- [Aim of the task] Transcribe every entry exactly, leaving out any pictures.

** Study material follows **

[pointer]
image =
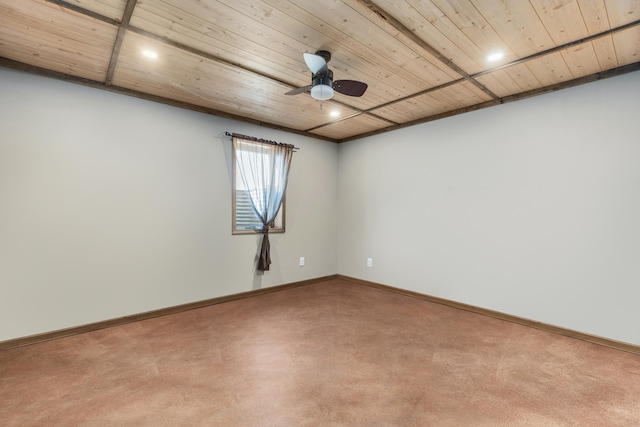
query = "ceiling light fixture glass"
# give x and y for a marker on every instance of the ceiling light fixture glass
(496, 56)
(322, 92)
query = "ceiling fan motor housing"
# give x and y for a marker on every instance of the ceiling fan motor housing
(322, 78)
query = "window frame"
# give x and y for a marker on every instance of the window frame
(280, 221)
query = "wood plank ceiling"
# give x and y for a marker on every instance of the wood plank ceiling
(422, 59)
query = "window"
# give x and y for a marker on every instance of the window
(243, 216)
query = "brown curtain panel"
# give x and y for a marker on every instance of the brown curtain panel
(264, 168)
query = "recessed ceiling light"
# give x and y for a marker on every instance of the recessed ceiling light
(150, 54)
(495, 56)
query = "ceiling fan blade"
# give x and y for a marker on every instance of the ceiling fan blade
(350, 87)
(316, 63)
(299, 90)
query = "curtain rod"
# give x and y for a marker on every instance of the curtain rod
(264, 141)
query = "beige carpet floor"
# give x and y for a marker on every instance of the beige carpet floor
(328, 354)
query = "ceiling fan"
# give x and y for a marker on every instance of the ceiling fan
(322, 85)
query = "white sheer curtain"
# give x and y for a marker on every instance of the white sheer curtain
(264, 168)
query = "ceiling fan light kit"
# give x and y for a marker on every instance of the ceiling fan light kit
(322, 86)
(322, 92)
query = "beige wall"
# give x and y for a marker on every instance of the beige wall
(112, 205)
(530, 208)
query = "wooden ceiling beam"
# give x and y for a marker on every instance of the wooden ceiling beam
(122, 29)
(399, 26)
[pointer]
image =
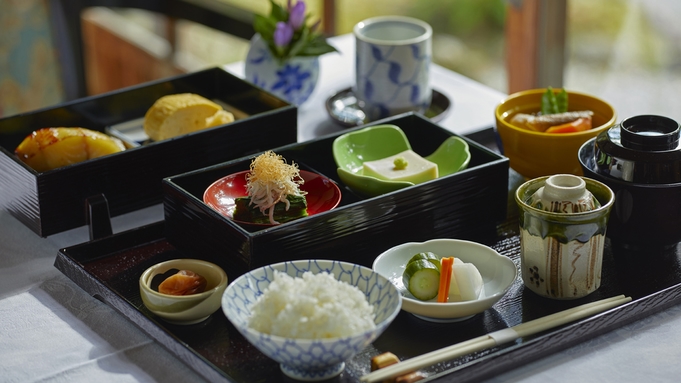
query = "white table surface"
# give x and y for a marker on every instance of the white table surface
(52, 331)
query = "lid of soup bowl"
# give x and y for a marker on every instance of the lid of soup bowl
(640, 149)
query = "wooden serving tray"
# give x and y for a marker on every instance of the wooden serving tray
(109, 269)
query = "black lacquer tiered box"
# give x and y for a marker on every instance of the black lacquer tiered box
(466, 204)
(54, 201)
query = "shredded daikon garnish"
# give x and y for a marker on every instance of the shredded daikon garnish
(270, 180)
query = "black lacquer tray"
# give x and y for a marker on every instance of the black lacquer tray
(54, 201)
(109, 269)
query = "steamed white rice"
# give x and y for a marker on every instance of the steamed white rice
(312, 307)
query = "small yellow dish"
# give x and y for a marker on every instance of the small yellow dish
(535, 154)
(184, 309)
(352, 149)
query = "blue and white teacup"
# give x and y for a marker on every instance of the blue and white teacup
(393, 55)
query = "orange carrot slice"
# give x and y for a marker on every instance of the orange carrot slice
(578, 125)
(445, 278)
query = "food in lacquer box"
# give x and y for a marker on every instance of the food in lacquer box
(274, 194)
(428, 276)
(313, 306)
(183, 113)
(184, 282)
(51, 148)
(404, 166)
(554, 116)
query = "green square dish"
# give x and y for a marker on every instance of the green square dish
(352, 149)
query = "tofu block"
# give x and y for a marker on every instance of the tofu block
(417, 169)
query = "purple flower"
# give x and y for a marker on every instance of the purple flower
(297, 15)
(283, 34)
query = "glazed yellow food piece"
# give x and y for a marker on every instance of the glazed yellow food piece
(183, 113)
(404, 166)
(51, 148)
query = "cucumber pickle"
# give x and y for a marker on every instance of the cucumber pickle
(422, 278)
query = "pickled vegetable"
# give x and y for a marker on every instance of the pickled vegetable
(422, 279)
(185, 282)
(245, 211)
(466, 283)
(434, 259)
(51, 148)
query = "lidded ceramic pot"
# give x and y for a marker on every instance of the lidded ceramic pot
(563, 220)
(640, 160)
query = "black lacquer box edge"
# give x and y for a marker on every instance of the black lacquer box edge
(54, 201)
(451, 206)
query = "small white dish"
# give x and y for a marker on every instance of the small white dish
(498, 274)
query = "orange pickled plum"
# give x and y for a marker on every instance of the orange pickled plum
(185, 282)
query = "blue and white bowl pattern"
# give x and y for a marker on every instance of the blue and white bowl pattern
(293, 81)
(311, 359)
(404, 84)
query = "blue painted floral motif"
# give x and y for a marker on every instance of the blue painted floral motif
(293, 81)
(311, 359)
(391, 85)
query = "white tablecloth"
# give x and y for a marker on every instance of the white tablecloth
(52, 331)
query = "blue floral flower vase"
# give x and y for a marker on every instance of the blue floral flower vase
(293, 80)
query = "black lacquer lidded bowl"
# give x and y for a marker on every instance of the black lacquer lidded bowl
(641, 149)
(640, 160)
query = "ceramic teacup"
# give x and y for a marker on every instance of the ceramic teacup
(393, 55)
(561, 248)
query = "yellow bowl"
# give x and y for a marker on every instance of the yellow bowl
(535, 154)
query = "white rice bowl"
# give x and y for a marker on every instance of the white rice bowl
(317, 357)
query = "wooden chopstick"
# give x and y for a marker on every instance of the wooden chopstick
(495, 339)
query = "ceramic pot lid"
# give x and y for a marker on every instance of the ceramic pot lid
(641, 149)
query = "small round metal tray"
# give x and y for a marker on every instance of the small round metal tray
(344, 109)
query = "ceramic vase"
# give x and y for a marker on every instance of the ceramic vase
(561, 252)
(293, 80)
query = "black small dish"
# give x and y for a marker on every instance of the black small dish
(344, 108)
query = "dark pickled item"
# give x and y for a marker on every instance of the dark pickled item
(185, 282)
(245, 211)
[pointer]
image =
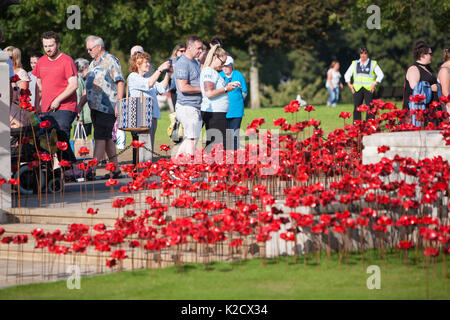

** End of Study material **

- [Exercise answer]
[pointer]
image =
query = "ceiling light fixture glass"
# give x and y for a marker on every instance of the ceiling light fixture glass
(496, 56)
(322, 92)
query = "ceiling fan motor housing"
# give x and y for a marker on every instance of the ceiling fan motor housing
(322, 78)
query = "window frame"
# give x and y for a marker on every instance of the window frame
(280, 221)
query = "wood plank ceiling"
# give x and y for a marker on every instance of the wood plank ceiling
(422, 59)
query = "window"
# give x and y for a marker on every instance of the window
(243, 216)
query = "brown curtain panel"
# give x and y for a marker on every instance of the brown curtain panel
(264, 168)
query = "recessed ceiling light"
# give x and y for a marker on every instance of the recessed ceiling light
(150, 54)
(495, 56)
query = "ceiling fan blade"
# give x and y for a marker on every instance of the ceiling fan blade
(350, 87)
(316, 63)
(299, 90)
query = "curtain rod"
# give x and y for a marker on every instance of the curtain rod
(264, 141)
query = "beige carpet floor"
# give x and y for a marker on every instance of the beige carpet floor
(328, 354)
query = "ceiling fan"
# give x and y for a marker on every instance of the ceiling fan
(322, 85)
query = "white sheer curtain"
# give x and y for a marker on every instance of the white sheer curtain
(264, 168)
query = "ceiling fan light kit"
# give x and y for a marker on every instance of the ceiling fan light kit
(322, 86)
(322, 92)
query = "beige wall"
# give x and y for a marker on every instance of the beige wall
(112, 205)
(530, 208)
query = "wooden ceiling beam"
# give x and y for a marker on every instance of the wooden ceiling beam
(122, 29)
(399, 26)
[pointer]
image =
query = "white table surface"
# give x and y for a marker on every instance of the white table surface
(52, 331)
query = "lid of soup bowl"
# give x and y for a marker on every instance of the lid of soup bowl
(640, 149)
query = "wooden serving tray"
# give x and y for a marker on every instance of the wooden serving tray
(109, 269)
query = "black lacquer tiered box"
# give x and y for a marker on every instance of the black lacquer tiered box
(466, 204)
(54, 201)
query = "shredded daikon garnish"
# give x and y for a marker on every instance of the shredded daikon garnish
(270, 180)
query = "black lacquer tray"
# give x and y for a marker on every instance of the black lacquer tray
(54, 201)
(109, 269)
query = "steamed white rice"
# give x and y for a marker on every instance of the steamed white rice
(312, 307)
query = "small yellow dish"
# give x and y for a marker on every instance of the small yellow dish
(535, 154)
(184, 309)
(352, 149)
query = "blue and white teacup"
# give x and y for a marker on every instance of the blue and white teacup
(393, 55)
query = "orange carrot slice"
# give x and y for a marker on every instance of the orange carrot slice
(578, 125)
(445, 278)
query = "food in lacquer box"
# give x and y for a marker on every instance of the food in lacquer box
(274, 194)
(428, 276)
(313, 306)
(183, 113)
(184, 282)
(51, 148)
(404, 166)
(554, 116)
query = "green square dish"
# give x and y for a marker on every instance of the green square dish
(352, 149)
query = "tofu block"
# give x and y for a marker on every instance of the tofu block
(417, 169)
query = "purple flower"
# give x and y for a marker on every instance of the purple flower
(297, 15)
(283, 34)
query = "glazed yellow food piece"
# give x and y for a marker on every instance of the glazed yellow food piece
(183, 113)
(404, 166)
(51, 148)
query = "cucumber pickle"
# give x and y for a marker on every instance of the cucumber pickle
(422, 278)
query = "pickled vegetable"
# give x and y for a marker on every instance of the pickled vegetable
(422, 279)
(185, 282)
(245, 211)
(466, 283)
(434, 259)
(51, 148)
query = "lidded ceramic pot"
# give x and y for a marker on every instance of the lidded ceramic pot
(563, 220)
(640, 160)
query = "black lacquer box edge"
# give x and y for a marker on every instance of the black lacquer box edge
(54, 201)
(451, 206)
query = "small white dish"
# give x and y for a marker on every instance of the small white dish
(498, 274)
query = "orange pickled plum"
# give x and y for a marker on every instance of the orange pickled plum
(185, 282)
query = "blue and white bowl pattern"
# give x and y for a marker on every instance of the blue and white bowl pattern
(293, 81)
(311, 359)
(404, 84)
query = "blue painted floral motif"
# give x and y for a marker on every instance of the blue painted floral motif
(293, 81)
(311, 359)
(391, 85)
query = "white tablecloth"
# give x and y for a marker on every instance of the white tablecloth
(52, 331)
query = "blue floral flower vase"
# give x and y for a marker on every instance of the blue floral flower vase
(293, 80)
query = "black lacquer lidded bowl"
# give x and y for a marker on every instance of the black lacquer lidded bowl
(641, 149)
(640, 160)
query = "ceramic teacup"
# give x and y for a marker on every instance of the ceramic teacup
(393, 55)
(561, 248)
query = "yellow bowl"
# give x and y for a marker on every instance of the yellow bowl
(535, 154)
query = "white rice bowl"
# give x and y for a marker on every instance of the white rice bowl
(317, 357)
query = "wooden chopstick"
# give x and y for a marker on every instance of the wooden chopstick
(495, 339)
query = "ceramic pot lid"
# give x and y for a marker on every instance of the ceramic pot lid
(641, 149)
query = "small round metal tray"
# give x and y for a marker on every instance of the small round metal tray
(344, 109)
query = "ceramic vase"
# give x and y for a marker on every instance of the ceramic vase
(561, 252)
(293, 80)
query = "black small dish"
# give x and y for a marker on every instance of the black small dish
(344, 108)
query = "dark pickled item"
# give x and y for a marker on every instance of the dark pickled item
(185, 282)
(245, 211)
[pointer]
image =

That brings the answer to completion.